### WHAT TO WORK ON
In the data below, copy out word for word the lines starting at the one containing "Task: point out the gesturing" and ending at the one containing "[[807, 575], [517, 316]]", with both of those lines included.

### RECORDS FOR PROCESSING
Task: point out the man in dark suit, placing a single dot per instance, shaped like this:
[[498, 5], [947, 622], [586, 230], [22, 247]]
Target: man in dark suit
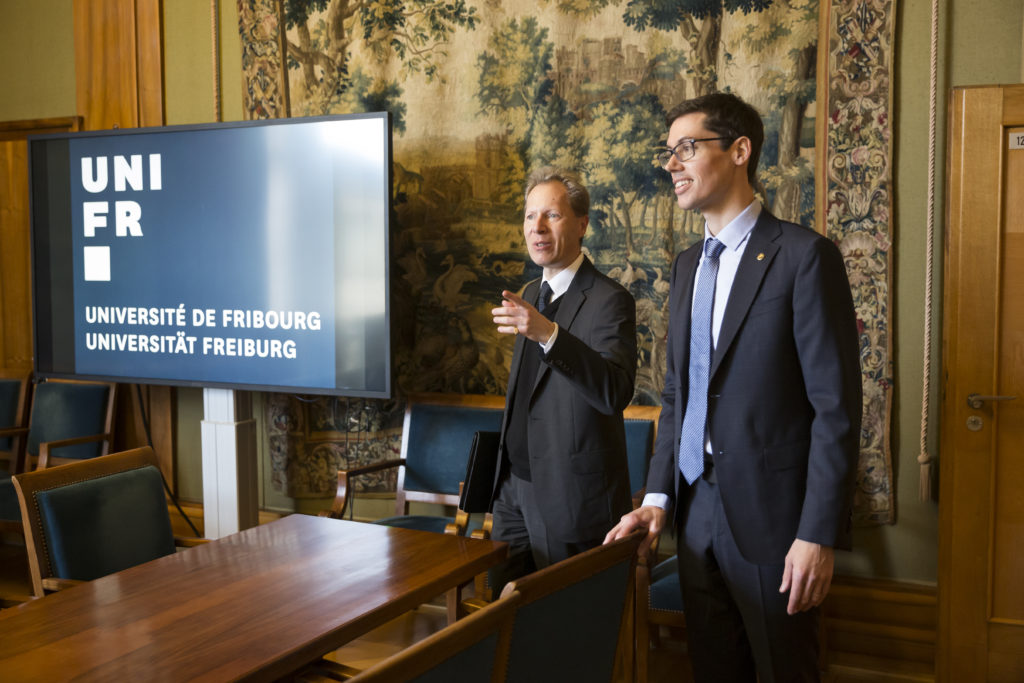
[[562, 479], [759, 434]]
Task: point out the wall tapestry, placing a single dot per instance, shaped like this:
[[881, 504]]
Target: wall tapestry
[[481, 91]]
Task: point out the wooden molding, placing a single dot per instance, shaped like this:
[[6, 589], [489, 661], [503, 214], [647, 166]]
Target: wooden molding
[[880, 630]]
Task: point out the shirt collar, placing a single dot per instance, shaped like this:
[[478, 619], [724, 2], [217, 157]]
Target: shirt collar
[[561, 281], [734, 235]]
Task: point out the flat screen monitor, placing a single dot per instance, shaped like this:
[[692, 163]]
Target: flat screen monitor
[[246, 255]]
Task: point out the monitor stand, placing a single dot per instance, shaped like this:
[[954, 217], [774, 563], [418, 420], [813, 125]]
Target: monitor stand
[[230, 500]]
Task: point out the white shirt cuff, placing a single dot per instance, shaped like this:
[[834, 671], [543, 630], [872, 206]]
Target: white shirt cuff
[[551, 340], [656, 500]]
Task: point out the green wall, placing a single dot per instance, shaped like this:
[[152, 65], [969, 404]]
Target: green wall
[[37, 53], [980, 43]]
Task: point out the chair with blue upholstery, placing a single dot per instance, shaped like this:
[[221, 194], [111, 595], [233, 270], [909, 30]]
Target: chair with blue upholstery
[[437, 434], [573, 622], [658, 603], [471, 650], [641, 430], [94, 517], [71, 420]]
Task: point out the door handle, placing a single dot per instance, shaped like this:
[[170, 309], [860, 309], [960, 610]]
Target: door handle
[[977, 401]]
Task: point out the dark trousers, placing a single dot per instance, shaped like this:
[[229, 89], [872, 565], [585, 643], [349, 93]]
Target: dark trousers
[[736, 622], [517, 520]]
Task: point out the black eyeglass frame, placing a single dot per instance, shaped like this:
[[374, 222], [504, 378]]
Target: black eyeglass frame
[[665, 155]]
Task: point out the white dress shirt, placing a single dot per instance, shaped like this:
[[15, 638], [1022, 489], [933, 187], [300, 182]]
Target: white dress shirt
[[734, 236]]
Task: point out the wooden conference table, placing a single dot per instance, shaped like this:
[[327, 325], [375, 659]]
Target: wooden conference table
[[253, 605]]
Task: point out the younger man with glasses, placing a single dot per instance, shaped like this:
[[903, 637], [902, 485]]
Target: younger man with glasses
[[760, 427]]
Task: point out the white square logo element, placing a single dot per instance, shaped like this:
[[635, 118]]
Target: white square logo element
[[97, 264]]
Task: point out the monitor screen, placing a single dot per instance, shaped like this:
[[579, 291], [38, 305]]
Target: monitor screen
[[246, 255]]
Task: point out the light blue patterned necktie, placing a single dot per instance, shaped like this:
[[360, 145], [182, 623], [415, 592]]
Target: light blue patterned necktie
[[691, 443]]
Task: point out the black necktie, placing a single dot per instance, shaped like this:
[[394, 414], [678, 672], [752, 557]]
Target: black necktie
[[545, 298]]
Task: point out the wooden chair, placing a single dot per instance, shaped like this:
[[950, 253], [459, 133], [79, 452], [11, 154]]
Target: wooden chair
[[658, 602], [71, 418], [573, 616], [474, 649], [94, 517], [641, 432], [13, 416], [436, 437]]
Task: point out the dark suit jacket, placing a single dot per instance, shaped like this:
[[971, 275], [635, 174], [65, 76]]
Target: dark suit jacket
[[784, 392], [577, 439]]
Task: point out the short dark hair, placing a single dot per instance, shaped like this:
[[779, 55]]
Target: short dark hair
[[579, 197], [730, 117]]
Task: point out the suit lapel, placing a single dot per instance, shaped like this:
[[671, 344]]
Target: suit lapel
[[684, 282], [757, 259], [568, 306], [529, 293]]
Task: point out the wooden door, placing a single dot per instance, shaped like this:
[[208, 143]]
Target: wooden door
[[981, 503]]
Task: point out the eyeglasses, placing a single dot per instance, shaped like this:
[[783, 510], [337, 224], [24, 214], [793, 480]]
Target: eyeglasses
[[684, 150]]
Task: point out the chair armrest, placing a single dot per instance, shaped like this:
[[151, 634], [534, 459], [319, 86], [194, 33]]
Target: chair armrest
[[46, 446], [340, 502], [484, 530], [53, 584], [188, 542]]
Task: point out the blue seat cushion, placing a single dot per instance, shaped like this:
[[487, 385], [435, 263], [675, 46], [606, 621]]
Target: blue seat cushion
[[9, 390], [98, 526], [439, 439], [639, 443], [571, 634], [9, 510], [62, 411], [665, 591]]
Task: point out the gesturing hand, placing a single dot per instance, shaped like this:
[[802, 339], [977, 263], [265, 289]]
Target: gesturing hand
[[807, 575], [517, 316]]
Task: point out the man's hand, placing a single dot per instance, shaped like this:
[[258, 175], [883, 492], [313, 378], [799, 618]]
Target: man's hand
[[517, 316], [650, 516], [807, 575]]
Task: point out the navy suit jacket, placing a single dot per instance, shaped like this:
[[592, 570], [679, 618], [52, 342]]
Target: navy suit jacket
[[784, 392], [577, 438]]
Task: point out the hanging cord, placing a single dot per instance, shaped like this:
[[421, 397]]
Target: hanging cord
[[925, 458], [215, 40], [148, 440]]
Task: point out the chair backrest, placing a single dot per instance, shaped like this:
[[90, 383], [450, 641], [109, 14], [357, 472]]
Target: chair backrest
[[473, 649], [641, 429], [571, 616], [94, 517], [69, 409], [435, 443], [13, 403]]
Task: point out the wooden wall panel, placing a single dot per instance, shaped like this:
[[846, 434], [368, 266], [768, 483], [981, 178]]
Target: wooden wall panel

### TASK OUTPUT
Task: point out the gesturing hand, placing a single dot per instance, shaped like this:
[[802, 339], [977, 263], [265, 289]]
Target: gesturing hand
[[807, 575], [517, 316]]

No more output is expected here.